TAREFAS A REALIZAR:
1. Diga se cada afirmação abaixo concorda com o artigo sobre o movimento leigo, respondendo sim ou não e citando as palavras do artigo que decidem a questão.
(a) O autor estudou Teologia no Chile.
(b) O autor foi pastor da IASD entre 1965 e 1988.
(c) Hoje o autor faz palestras em empresas.
2. Responda, com base no artigo sobre o movimento leigo:
(a) Que versículo bíblico é citado?
(b) Em que duas áreas o autor é mestre?
(c) De que o movimento leigo precisa livrar-se?
3. Por favor, escreva a continuação do artigo sobre o movimento leigo a partir da última frase apresentada.
--- DOCUMENTO ---
Perigos que Ameaçam o Movimento Leigo - 3: A GUERRA DOUTRINÁRIA

Por Edegard Silva Pereira

O autor formou-se em Teologia no Colégio Adventista do Prata, Argentina. É Mestre em Ciências da Religião e Mestre em Comunicação Social. Foi pastor da IASD entre 1965 e 1988. Atualmente dedica-se a realizar palestras em empresas sobre desenvolvimento humano, numa perspectiva cristã.

“... transformai-vos pela renovação de vossa mente” – Rom. 12:2.

Antes de abordar nosso tema, retomemos os critérios e conceitos que orientam nossa reflexão sobre a herança que o movimento leigo recebeu da IASD. Herança da qual precisa livrar-se para não ter os mesmos problemas, nem causar as mesmas mazelas em seus membros, que a IASD.
--- DADOS ---
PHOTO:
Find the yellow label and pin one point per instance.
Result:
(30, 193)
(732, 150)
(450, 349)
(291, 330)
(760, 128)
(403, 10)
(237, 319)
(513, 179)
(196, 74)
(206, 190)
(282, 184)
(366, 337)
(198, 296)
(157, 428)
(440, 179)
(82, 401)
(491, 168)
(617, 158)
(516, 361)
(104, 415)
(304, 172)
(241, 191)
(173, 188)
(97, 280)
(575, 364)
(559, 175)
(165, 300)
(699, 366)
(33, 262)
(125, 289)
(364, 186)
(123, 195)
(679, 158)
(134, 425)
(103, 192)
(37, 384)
---
RESPOSTAS DAS TAREFAS:
1.
(a) Não: "formou-se em Teologia no Colégio Adventista do Prata, Argentina"
(b) Sim: "Foi pastor da IASD entre 1965 e 1988."
(c) Sim: "Atualmente dedica-se a realizar palestras em empresas sobre desenvolvimento humano, numa perspectiva cristã."

2.
(a) Rom. 12:2.
(b) Ciências da Religião e Comunicação Social.
(c) Da herança que recebeu da IASD.

3.
Critérios e conceitos

No artigo anterior vimos que uma igreja ou comunidade restrita, como a IASD, é a que limita a irmandade a essa comunidade, sua agressividade é projetada para fora, geralmente na forma de discriminação e guerra doutrinária, e que nega a seus membros o direito de juízo privado em questões de doutrina. Também vimos que as comunidades restritas são expressões da religião de autoridade, cuja antítese é a religião do espírito ensinada por Jesus e Paulo.

Para a religião de autoridade o primordial é a unidade de organização, isto é, a unidade externa. Apoiada em seu sistema institucional e doutrinário, faz constantes esforços para a imposição da uniformidade religiosa à custa de medidas repressivas, as quais são tanto mais duras quanto mais radicais são as tendências autoritárias da comunidade. Em muitos casos, essas medidas geram um efeito oposto ao esperado: em vez de dissuadir grupos dissidentes, os estimula a seguirem por outro caminho, e a comunidade se parte em pedaços.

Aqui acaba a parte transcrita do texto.